*** Opening Page excerpt ***
Criminal Defense Clinic is New Hope For “3 Strikes” Lifers
Date:  05-29-2010

Stanford law students help those sentenced to life for petty crimes.
Students at Stanford Law School’s Criminal Defense Clinic are tackling a thorny issue by representing some prisoners who have been convicted for petty offenses, yet sentenced to life. Peter Mandel and Josh Weddle are just two of the students who take on the California Judicial System for prisoners like the one referred to as Mark, in the May 26, 2010 issue of SF Gate.

Mark has been incarcerated for 14 years for a shoplifting conviction. Because Mark has two other convictions for burglary that date back 12 years ago, he is facing life in prison under California’s “3 Strikes” law. The “3 Strikes” law allowed the prosecutor in Mark’s case to raise his petty larceny charge to a felony based on his prior burglary convictions when Mark was 19 years old. If the shoplifting case had been his first charge, Mark would have been fined $1,000 and sentenced to six months in jail.
*** Closing Page excerpt ***
*** Opening Information ***
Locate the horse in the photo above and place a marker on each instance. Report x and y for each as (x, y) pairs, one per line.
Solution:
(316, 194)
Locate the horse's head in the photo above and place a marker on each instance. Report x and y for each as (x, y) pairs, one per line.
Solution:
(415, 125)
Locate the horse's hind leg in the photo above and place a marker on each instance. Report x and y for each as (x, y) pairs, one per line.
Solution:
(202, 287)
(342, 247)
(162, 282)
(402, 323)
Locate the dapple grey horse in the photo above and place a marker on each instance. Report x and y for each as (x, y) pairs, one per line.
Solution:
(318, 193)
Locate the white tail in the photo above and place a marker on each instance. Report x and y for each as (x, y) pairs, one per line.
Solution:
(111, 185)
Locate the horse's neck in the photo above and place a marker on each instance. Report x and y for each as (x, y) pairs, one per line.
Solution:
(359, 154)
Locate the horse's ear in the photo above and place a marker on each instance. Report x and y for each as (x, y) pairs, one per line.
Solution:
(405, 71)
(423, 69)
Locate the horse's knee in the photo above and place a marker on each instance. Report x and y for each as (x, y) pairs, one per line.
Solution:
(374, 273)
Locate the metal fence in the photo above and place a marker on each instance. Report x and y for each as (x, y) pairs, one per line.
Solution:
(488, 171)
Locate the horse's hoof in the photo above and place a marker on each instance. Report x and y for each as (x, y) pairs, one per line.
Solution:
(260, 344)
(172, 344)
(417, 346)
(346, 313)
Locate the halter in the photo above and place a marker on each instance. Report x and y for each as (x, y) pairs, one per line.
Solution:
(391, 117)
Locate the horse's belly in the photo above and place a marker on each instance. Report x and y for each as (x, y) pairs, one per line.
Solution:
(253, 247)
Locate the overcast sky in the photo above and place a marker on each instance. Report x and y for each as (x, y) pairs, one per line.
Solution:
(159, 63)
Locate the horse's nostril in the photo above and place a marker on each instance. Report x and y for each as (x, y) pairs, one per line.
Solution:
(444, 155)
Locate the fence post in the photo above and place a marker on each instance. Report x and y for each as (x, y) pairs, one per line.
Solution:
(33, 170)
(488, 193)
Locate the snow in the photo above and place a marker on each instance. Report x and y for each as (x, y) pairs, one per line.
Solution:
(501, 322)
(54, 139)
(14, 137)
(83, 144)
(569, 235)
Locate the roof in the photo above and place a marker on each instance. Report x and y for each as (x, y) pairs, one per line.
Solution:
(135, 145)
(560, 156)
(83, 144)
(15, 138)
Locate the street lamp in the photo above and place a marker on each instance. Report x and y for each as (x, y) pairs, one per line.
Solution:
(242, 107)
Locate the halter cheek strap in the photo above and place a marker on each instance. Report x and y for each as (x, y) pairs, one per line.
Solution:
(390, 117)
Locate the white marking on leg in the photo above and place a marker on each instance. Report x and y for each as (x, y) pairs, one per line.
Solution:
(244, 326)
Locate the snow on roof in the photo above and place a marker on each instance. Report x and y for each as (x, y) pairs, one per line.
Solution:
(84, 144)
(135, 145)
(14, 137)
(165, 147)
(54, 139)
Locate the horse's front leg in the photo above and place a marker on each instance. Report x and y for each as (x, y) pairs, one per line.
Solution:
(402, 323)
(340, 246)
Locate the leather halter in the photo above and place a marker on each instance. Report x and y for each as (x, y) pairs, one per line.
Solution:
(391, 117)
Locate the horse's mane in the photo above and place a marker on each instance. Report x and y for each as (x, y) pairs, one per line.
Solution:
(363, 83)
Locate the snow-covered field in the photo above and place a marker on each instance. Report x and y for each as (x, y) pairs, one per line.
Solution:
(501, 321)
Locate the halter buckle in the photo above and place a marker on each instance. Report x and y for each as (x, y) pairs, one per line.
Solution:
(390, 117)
*** Closing Information ***
- Work instruction: Please continue the article on Stanford's Criminal Defense Clinic and its "3 Strikes" clients from the point where it stops. The material above stands apart from the article on Stanford's Criminal Defense Clinic.

- Result of this task:
Mandel and Weddle are doing their best to make sure that the 14 years already served for shoplifting a tool and some costume jewelry does not end up a life sentence for Mark. Mandel and Weddle are waiting to represent Mark in court, and hoping the judge hearing their case will agree that Mark had been mentally ill, and untreated for years when he committed his crime, and therefore should not be put away for life.

If successful, Mandel and Weddle will join other students from the Criminal Defense Clinic at Stanford who have freed almost a dozen victims of the “3 Strikes” law. The clinic claims, that those who were freed have turned their lives around by getting treatment for mental health or substance abuse issues, finding employment, reconnecting with their families, and continuing to be crime-free.